> _Travail demandé_
1 - Répondez aux questions suivantes d'après l'extrait sur le Seigneur des Anneaux :
(a) Quels livres ont été lus au cours de l'été évoqué ?
(b) Quel objet est mentionné avec son redoutable pouvoir ?
(c) À quoi Tolkien, en tant qu'auteur, a-t-il réfléchi en profondeur ?
2 - Restituez mot pour mot le passage de l'extrait sur le Seigneur des Anneaux qui commence par « Pourtant, ce n’est » et se poursuit jusqu'à « tant que genre. ».

> _Extrait du texte_
'''

Dans l’été qui a suivi, j’ai lu le Hobbit et le Seigneur des Anneaux et j’ai été fasciné par ce monde peuplé de nobles elfes, de courageux hobbits, de valeureux nains, de terribles orques, sans oublier l’anneau magique et son redoutable pouvoir. Très vite, le Seigneur des Anneaux est devenu la source de mon inspiration littéraire, mais sans que je sache quels étaient les présupposés de l’auteur qui avait écrit ces lignes.
Pourtant, ce n’est pas pour rien que le monde du Seigneur des Anneaux est aussi fascinant. Cela tient bien entendu aux qualités littéraires du roman, à la profondeur inégalée de l’univers décrit, au charisme héroïque des personnages, mais aussi au fait que Tolkien, en tant qu’auteur, a réfléchi en profondeur au sens et à la portée de la Fantasy en tant que genre.

'''

> _Section des données_

'''

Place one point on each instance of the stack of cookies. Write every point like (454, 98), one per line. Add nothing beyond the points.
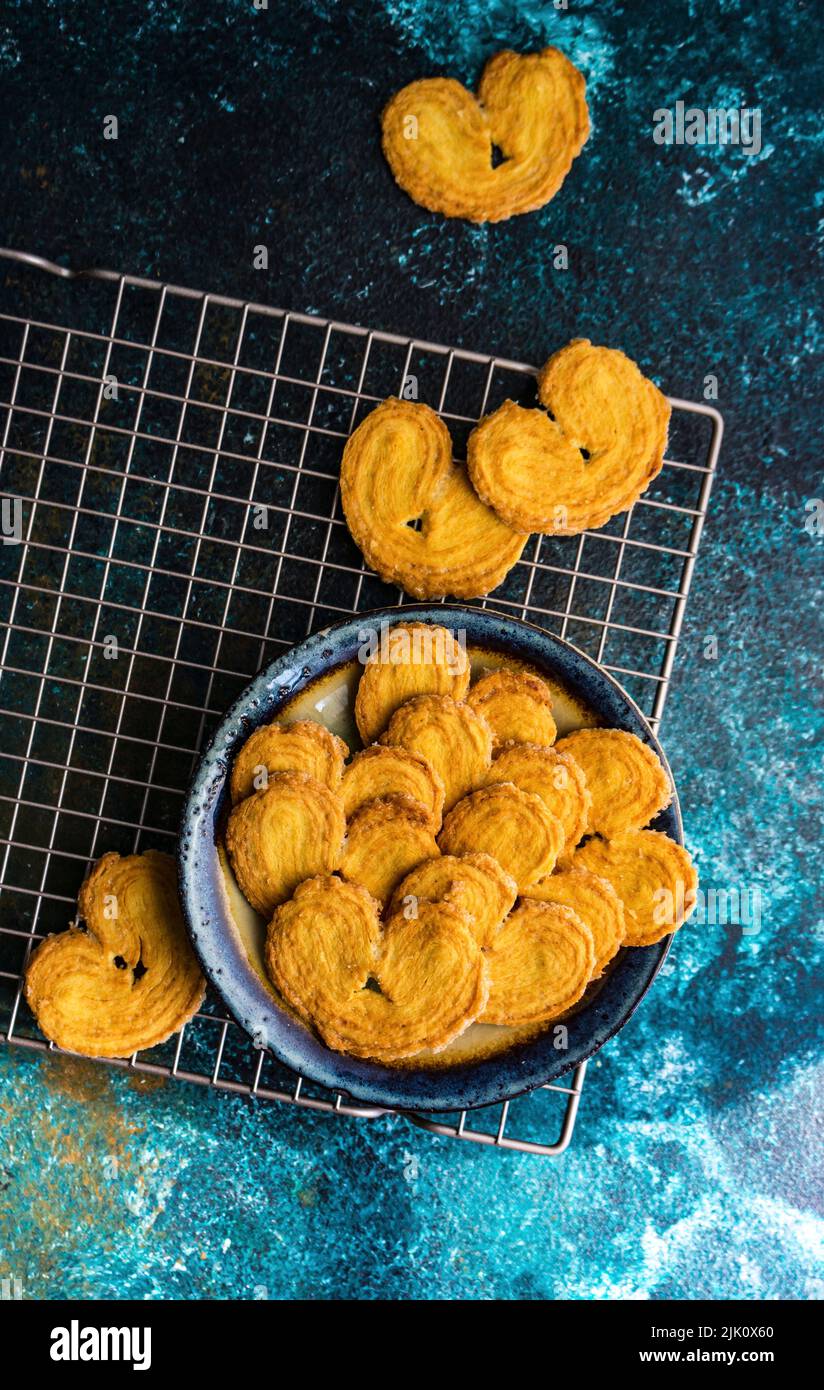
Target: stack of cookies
(463, 866)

'''

> _Corrigé complet_
1 -
(a) Le Hobbit et le Seigneur des Anneaux.
(b) L'anneau magique.
(c) Au sens et à la portée de la Fantasy en tant que genre.

2 -
Pourtant, ce n’est pas pour rien que le monde du Seigneur des Anneaux est aussi fascinant. Cela tient bien entendu aux qualités littéraires du roman, à la profondeur inégalée de l’univers décrit, au charisme héroïque des personnages, mais aussi au fait que Tolkien, en tant qu’auteur, a réfléchi en profondeur au sens et à la portée de la Fantasy en tant que genre.